◆ What needs to be done:
Take the line that contains "Target: truck hood" as the first line and the last line of the material below as the final one; reproduce exactly the lines between, inclusive.
#### Data for the task ####
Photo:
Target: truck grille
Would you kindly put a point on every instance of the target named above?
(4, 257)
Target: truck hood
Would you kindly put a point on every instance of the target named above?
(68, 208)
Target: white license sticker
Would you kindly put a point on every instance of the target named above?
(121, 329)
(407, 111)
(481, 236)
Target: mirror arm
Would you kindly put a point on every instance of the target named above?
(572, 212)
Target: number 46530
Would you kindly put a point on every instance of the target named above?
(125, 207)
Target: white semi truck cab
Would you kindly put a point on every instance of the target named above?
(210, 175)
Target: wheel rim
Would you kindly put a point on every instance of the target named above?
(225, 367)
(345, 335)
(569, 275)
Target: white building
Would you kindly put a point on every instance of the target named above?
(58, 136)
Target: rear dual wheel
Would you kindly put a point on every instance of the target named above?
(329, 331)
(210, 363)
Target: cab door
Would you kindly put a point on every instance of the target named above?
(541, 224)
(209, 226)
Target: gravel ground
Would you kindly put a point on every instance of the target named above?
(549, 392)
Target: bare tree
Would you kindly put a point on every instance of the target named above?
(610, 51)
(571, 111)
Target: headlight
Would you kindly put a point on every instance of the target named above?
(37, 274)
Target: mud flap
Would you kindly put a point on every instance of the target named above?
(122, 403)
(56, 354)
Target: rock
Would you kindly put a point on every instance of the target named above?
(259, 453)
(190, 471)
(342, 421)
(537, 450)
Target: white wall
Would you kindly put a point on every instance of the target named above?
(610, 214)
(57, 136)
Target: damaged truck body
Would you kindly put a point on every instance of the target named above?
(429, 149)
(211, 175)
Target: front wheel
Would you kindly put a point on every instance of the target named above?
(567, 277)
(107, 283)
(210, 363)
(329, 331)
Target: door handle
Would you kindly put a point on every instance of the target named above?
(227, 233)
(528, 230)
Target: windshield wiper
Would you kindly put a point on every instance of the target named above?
####
◆ Task output:
Target: truck hood
Would you kindly put a point on every instance of the target named above?
(68, 208)
Target: white license sticker
Would you kindly put a point on every instance of the target named above?
(121, 329)
(407, 111)
(481, 236)
Target: mirror arm
Would you kindly put a point on every instance of the target named above?
(572, 212)
Target: number 46530
Would you kindly put a point on every instance of the target named above?
(125, 207)
Target: white semi truck cab
Would you kindly put a point on every instance of the target named above?
(210, 175)
Target: wheel rim
Would you kindly put a point on every instance of the target named above?
(225, 367)
(345, 335)
(569, 275)
Target: white building
Would you kindly put a point on every instance of the target named above?
(58, 136)
Target: rear dual wheel
Would you kindly put a point on every instance of the target named above?
(329, 331)
(210, 363)
Target: cab door
Would you kindly put a point on every instance of the target named above?
(541, 224)
(209, 226)
Target: gravel ground
Would you kindly put a point on every instance of the target named above?
(549, 392)
Target: bare tree
Would you kindly put a point on every instance of the target named above?
(610, 51)
(571, 111)
Target: headlight
Would you kindly put a point on every instance of the target named above?
(37, 274)
Target: mud flap
Would you kindly put a point on every instance of the target named above?
(122, 403)
(56, 354)
Target: rock
Would you kindly put a point on every instance of the target named above?
(259, 453)
(190, 471)
(342, 421)
(537, 450)
Target: white wall
Would you kindly put a point on every instance of the target named above?
(610, 214)
(57, 136)
Target: damaged truck body
Would you kindly put a point on every instance of the target named above?
(429, 149)
(211, 175)
Target: front wheel
Would you kindly put a point on every instance of the target named above?
(567, 277)
(107, 283)
(210, 363)
(329, 331)
Target: door handle
Would you kindly put a point on every instance of the target named above?
(227, 233)
(528, 230)
Target: windshield wiper
Would you kindly put a point on every instance of the target named above?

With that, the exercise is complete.